-- Objective --
Copy every one of the lines below word for word, leaving out the pictures.

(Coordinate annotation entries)
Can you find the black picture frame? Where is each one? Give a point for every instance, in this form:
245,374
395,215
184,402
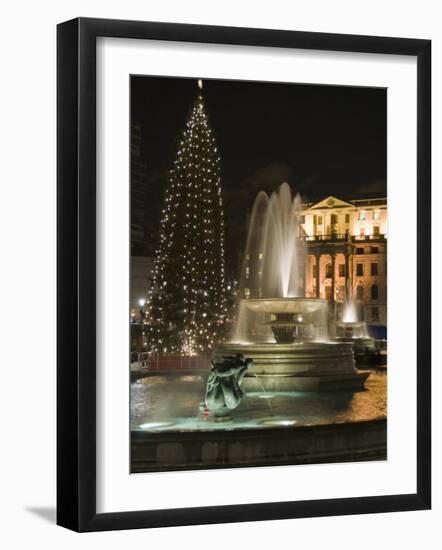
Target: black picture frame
76,273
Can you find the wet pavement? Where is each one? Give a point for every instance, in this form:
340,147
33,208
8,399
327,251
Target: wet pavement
172,403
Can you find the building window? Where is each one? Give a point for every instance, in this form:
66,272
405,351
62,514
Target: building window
375,314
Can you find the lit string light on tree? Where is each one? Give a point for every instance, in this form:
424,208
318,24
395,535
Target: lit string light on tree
188,301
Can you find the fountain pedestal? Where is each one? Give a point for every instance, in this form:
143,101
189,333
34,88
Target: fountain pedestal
292,364
307,366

-- Full output --
Can you find the black picture frame? Where is each one? Give a point for every instance, in this form:
245,374
395,215
184,402
Target: black picture frame
76,273
Can you find the wet pavement? Where is each one? Give a point for every instance, in this form:
340,147
33,208
8,399
327,251
Target: wet pavement
172,403
Can you find the building window? Where is each one? Give a point for every instance, in this form:
66,272
405,351
62,514
Target: building window
375,314
Can you find the lit string light on tree? Where is each one? Give a point for every instance, in this form:
424,208
318,24
395,535
Target: lit string light on tree
188,301
Can you find the fountain pedestal? Where is each one? Give a point for every instance, in this form:
143,101
189,333
34,88
Target: fountain pedestal
292,364
307,366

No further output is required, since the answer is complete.